Problem details: Write out every entry exactly as it appears.

Location identification items:
########################################

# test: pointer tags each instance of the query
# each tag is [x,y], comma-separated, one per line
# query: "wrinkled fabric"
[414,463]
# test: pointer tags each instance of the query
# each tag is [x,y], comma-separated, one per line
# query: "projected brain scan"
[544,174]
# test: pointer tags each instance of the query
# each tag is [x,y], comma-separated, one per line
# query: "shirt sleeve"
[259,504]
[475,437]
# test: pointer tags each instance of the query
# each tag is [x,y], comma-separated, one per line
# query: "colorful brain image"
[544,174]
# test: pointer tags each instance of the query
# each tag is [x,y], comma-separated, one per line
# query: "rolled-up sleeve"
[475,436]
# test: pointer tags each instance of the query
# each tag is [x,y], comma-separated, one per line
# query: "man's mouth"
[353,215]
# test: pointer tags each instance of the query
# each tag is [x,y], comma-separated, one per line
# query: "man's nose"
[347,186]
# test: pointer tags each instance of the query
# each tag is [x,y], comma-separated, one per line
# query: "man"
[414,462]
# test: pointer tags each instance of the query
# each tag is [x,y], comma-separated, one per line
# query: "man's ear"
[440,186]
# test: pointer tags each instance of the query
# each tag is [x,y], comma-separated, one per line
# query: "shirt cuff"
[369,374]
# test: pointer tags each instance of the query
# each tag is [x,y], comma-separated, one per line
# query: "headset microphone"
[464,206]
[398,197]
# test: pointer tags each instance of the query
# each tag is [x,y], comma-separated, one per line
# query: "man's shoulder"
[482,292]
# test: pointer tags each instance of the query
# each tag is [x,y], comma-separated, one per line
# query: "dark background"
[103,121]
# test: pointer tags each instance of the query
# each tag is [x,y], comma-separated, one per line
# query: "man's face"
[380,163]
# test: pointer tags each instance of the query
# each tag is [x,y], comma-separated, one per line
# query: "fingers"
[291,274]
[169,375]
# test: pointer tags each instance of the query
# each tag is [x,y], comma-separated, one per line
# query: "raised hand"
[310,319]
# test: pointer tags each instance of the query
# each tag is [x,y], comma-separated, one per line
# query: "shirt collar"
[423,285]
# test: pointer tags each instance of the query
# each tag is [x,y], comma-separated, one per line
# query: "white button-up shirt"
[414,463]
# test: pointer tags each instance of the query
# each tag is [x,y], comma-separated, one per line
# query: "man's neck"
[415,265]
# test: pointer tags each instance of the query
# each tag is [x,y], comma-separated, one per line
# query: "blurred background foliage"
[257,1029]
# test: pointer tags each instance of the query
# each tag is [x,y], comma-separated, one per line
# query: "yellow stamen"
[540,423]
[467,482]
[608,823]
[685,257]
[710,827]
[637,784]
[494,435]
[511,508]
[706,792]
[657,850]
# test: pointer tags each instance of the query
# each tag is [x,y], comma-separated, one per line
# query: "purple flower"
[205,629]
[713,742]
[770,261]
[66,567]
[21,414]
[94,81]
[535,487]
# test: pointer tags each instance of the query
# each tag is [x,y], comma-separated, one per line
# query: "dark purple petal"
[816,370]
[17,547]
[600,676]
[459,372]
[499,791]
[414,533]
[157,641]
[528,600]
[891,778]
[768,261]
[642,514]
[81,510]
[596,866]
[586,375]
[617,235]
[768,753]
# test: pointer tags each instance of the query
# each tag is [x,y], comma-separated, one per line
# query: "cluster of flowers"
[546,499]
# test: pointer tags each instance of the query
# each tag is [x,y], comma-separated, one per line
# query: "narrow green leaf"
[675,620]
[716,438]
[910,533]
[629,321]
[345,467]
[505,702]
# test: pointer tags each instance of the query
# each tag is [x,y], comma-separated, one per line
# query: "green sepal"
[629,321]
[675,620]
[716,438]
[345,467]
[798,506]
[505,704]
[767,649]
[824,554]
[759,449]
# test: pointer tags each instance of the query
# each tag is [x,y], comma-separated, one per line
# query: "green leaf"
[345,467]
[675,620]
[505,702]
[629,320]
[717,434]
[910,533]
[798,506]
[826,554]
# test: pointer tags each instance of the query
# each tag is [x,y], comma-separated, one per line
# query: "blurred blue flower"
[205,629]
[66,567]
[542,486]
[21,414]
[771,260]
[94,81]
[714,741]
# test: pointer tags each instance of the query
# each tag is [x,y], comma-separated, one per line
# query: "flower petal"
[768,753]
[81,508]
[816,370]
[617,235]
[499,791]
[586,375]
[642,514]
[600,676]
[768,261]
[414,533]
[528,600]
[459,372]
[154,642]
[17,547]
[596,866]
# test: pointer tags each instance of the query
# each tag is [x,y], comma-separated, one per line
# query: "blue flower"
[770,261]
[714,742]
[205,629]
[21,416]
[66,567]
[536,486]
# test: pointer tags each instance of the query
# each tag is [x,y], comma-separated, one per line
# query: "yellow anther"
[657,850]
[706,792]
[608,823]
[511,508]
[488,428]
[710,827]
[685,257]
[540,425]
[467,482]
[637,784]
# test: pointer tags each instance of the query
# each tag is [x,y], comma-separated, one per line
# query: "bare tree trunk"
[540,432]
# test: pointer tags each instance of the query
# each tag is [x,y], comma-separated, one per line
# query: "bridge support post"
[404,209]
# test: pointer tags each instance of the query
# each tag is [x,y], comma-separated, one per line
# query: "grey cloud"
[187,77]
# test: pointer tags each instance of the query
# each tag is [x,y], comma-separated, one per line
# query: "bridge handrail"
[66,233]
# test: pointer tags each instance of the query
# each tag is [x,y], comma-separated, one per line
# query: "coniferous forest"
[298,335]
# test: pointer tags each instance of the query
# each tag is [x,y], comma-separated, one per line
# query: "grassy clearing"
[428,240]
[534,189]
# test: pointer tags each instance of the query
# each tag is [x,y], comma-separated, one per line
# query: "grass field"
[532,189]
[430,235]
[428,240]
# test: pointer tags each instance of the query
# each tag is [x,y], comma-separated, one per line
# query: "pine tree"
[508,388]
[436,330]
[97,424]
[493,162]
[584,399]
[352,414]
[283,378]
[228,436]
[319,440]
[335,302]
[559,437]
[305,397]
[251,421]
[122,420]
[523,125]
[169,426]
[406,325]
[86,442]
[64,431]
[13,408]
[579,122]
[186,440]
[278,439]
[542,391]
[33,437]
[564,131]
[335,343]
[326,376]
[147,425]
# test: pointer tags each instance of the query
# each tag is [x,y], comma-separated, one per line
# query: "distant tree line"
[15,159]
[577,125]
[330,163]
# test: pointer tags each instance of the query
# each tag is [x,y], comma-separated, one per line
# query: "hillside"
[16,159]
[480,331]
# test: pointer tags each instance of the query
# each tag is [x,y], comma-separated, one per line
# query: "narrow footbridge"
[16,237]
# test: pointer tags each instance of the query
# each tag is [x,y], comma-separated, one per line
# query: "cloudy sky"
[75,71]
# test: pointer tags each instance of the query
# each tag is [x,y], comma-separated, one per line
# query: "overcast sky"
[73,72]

########################################

Answer to the task:
# test: pointer tags each instance of the query
# each tag is [x,y], comma-separated, one per line
# query: "wrinkled fabric"
[414,463]
# test: pointer tags each instance of the query
# each tag is [x,y], comma-separated, one per line
# query: "projected brain scan"
[544,174]
# test: pointer tags each instance of the query
# each tag is [x,y], comma-separated, one per line
# query: "shirt sleeve"
[259,504]
[475,437]
# test: pointer tags each instance of the query
# each tag is [x,y], comma-separated, one per line
# query: "colorful brain image"
[544,174]
# test: pointer tags each instance of the query
# each tag is [x,y], comma-separated, one per line
# query: "rolled-up sleeve"
[475,436]
# test: pointer tags each instance of the query
# each tag is [x,y], comma-separated, one per line
# query: "man's mouth"
[353,215]
# test: pointer tags each instance of the query
# each tag is [x,y], comma-separated, one per line
# query: "man's nose"
[347,186]
# test: pointer tags each instance of the query
# each tag is [x,y], comma-separated, one per line
# query: "man"
[414,462]
# test: pointer tags each instance of the query
# each tag is [x,y], comma-separated, one per line
# query: "man's ear"
[440,186]
# test: pointer tags each instance of the query
# each tag is [x,y], comma-separated, one per line
# query: "shirt cuff"
[369,374]
# test: pointer tags each instance of the query
# each tag is [x,y], comma-separated, one per line
# query: "headset microphone"
[464,206]
[398,197]
# test: pointer tags each instance of the query
# each tag is [x,y], comma-separated, one per line
# query: "man's shoulder"
[482,292]
# test: pointer tags each instance of the query
# each tag is [x,y], comma-separated, one per line
# query: "dark background"
[103,121]
# test: pointer tags each instance of the query
# each tag is [x,y], comma-separated, one per line
# query: "man's face"
[380,163]
# test: pointer tags each instance of the query
# each tag is [x,y], comma-separated, one per line
# query: "fingers"
[291,274]
[169,375]
# test: pointer tags each instance of the query
# each tag is [x,y], comma-separated, one per line
# query: "raised hand"
[310,319]
# test: pointer tags each instance of the query
# each tag is [x,y], comma-separated, one per line
# query: "shirt collar"
[423,285]
# test: pointer tags each instance of the query
# each tag is [x,y], comma-separated, one per line
# query: "white button-up shirt"
[414,463]
# test: pointer tags each instance of the query
# each tag is [x,y], comma-separated, one per line
# query: "man's neck"
[415,265]
# test: pointer tags each instance of the query
# each tag is [x,y], comma-separated, one per line
# query: "blurred background foliage"
[257,1029]
# test: pointer tags each instance of the query
# each tag is [x,y], comma-separated, one per line
# query: "yellow stamen"
[540,423]
[467,482]
[608,823]
[685,257]
[710,827]
[637,784]
[494,435]
[511,508]
[706,792]
[657,850]
# test: pointer tags each instance of the query
# each tag is [x,y], comma-separated, one per line
# query: "purple flower"
[205,629]
[713,742]
[770,261]
[66,567]
[21,414]
[94,81]
[535,487]
# test: pointer tags each instance of the query
# each tag is [x,y], comma-separated, one per line
# query: "dark purple petal"
[816,370]
[17,547]
[600,676]
[459,372]
[499,791]
[414,533]
[157,641]
[528,600]
[891,778]
[768,261]
[642,514]
[81,510]
[596,866]
[586,375]
[617,235]
[768,753]
# test: pointer tags each instance of the query
# each tag is [x,y], comma-separated, one per line
# query: "cluster of flowers"
[546,499]
# test: pointer tags each instance of the query
# each tag is [x,y], comma-separated, one per line
# query: "narrow green leaf"
[675,620]
[716,438]
[910,533]
[629,321]
[345,467]
[505,702]
# test: pointer tags each instance of the query
# each tag is [x,y], comma-separated, one per line
# query: "green sepal"
[629,321]
[675,620]
[716,438]
[345,467]
[798,506]
[505,704]
[767,649]
[824,554]
[759,449]
# test: pointer tags each instance of the query
# each tag is [x,y], comma-separated, one per line
# query: "green leaf"
[345,467]
[675,620]
[505,702]
[629,320]
[717,434]
[910,533]
[798,506]
[826,554]
# test: pointer tags each instance of the query
# each tag is [x,y], comma-separated, one per line
# query: "blurred blue flower"
[205,629]
[66,567]
[542,486]
[21,414]
[771,260]
[94,81]
[714,741]
# test: pointer tags each instance of the query
# each tag is [x,y], comma-separated, one per line
# query: "flower petal"
[768,753]
[81,508]
[816,370]
[617,235]
[499,791]
[586,375]
[642,514]
[600,676]
[768,261]
[414,533]
[528,600]
[459,372]
[154,642]
[17,547]
[596,866]
# test: pointer tags each instance of the query
# each tag is [x,y], comma-separated, one per line
# query: "blue flower"
[770,261]
[714,742]
[205,629]
[21,416]
[66,567]
[536,486]
# test: pointer tags each instance of the query
# each tag is [x,y], comma-separated, one per line
# query: "yellow anther"
[657,850]
[706,792]
[608,823]
[511,508]
[488,428]
[710,827]
[685,257]
[540,425]
[467,482]
[637,784]
# test: pointer tags each instance of the query
# each tag is [x,y], comma-separated, one per line
# query: "bare tree trunk"
[540,432]
# test: pointer tags each instance of the query
# each tag is [x,y], comma-separated, one per line
# query: "bridge support post"
[404,209]
# test: pointer tags each instance of the query
# each tag is [x,y], comma-separated, one per line
# query: "grey cloud"
[187,77]
# test: pointer tags each instance of the query
# each tag is [x,y], comma-separated, one per line
# query: "bridge handrail"
[66,233]
# test: pointer tags each instance of the query
# each tag is [x,y], comma-separated, one per line
# query: "coniferous forest"
[298,335]
# test: pointer tags each instance of the query
# each tag is [x,y], comma-separated, one per line
# query: "grassy clearing"
[428,240]
[534,189]
# test: pointer tags each instance of the query
# each tag is [x,y], comma-separated, one per line
# query: "grass field"
[532,189]
[430,235]
[428,240]
# test: pointer tags each instance of the query
# each tag is [x,y], comma-separated, one per line
# query: "pine tree"
[508,388]
[436,330]
[97,424]
[493,162]
[584,399]
[352,414]
[283,378]
[228,436]
[319,440]
[335,302]
[559,437]
[305,397]
[251,421]
[122,420]
[523,125]
[169,426]
[406,325]
[86,442]
[64,431]
[13,408]
[579,122]
[186,440]
[278,439]
[542,391]
[33,437]
[564,131]
[335,343]
[326,376]
[147,425]
# test: pointer tags each instance of the query
# each tag is [x,y], comma-separated, one per line
# query: "distant tree line"
[15,159]
[577,125]
[330,163]
# test: pointer tags each instance of the query
# each tag is [x,y], comma-separated, one per line
# query: "hillside"
[16,159]
[480,331]
# test: pointer tags each instance of the query
# each tag is [x,y], comma-separated, one per line
# query: "narrow footbridge"
[16,237]
# test: pointer tags each instance of the query
# each tag is [x,y], comma-separated, one per line
# query: "cloudy sky"
[75,71]
# test: pointer tags each instance of the query
# each tag is [x,y], comma-separated, one per line
# query: "overcast sky"
[73,72]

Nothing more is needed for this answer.